[What the task asks] Rescale the listing below, starting at the line containing "of the shadow" and ending at the end of the listing: rewrite those lines with the requests included, multiplying every point coordinate in the answers by 0.5 and rounding to whole numbers with halves going up. Leave the pictures out.

————————

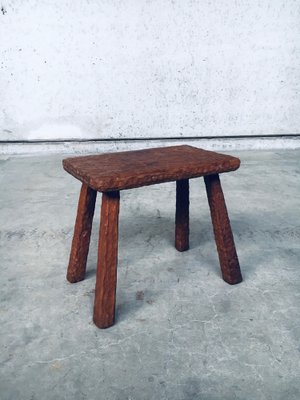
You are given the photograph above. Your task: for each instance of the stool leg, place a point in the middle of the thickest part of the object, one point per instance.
(182, 215)
(82, 234)
(106, 279)
(223, 235)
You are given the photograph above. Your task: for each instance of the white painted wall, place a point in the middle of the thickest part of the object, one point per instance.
(148, 68)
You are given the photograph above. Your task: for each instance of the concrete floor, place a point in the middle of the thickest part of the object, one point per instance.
(181, 332)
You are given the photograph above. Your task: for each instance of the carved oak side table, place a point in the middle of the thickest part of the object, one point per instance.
(111, 172)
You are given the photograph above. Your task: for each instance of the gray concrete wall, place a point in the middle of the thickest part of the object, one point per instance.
(79, 69)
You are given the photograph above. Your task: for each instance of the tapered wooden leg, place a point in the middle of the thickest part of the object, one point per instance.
(223, 235)
(182, 215)
(82, 234)
(106, 279)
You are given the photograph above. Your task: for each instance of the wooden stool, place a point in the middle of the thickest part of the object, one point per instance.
(109, 173)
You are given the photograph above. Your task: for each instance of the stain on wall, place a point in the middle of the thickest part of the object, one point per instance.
(135, 69)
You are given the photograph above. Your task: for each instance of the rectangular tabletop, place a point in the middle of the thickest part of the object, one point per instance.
(130, 169)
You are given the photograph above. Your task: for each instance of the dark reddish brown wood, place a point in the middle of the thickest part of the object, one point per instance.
(182, 215)
(129, 169)
(82, 234)
(223, 234)
(106, 279)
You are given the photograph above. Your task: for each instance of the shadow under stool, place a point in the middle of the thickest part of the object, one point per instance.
(111, 172)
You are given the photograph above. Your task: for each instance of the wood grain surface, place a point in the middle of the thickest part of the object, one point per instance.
(106, 278)
(182, 215)
(82, 234)
(223, 234)
(129, 169)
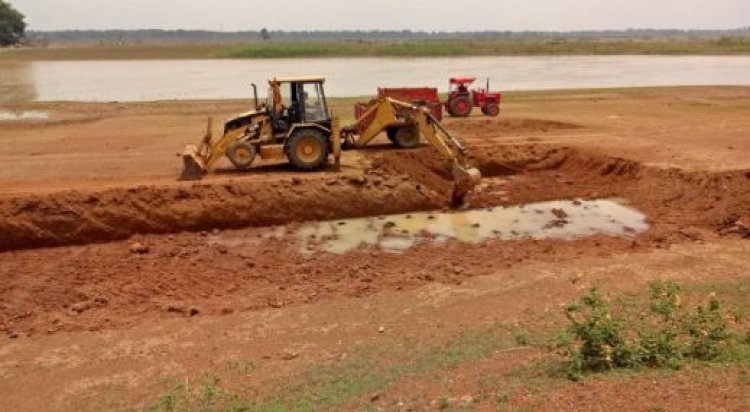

————————

[Correct result]
You are given the photograph above. Your task: for each instance of the shadow under stool, place a point in the middle of the thickest part of the object, one point per instance.
(56, 86)
You are given the photograph above. Your task: for each instance of the wood grain surface, place a point in the middle of the thickest part of the object, one point per instance.
(53, 139)
(91, 108)
(41, 117)
(112, 117)
(65, 85)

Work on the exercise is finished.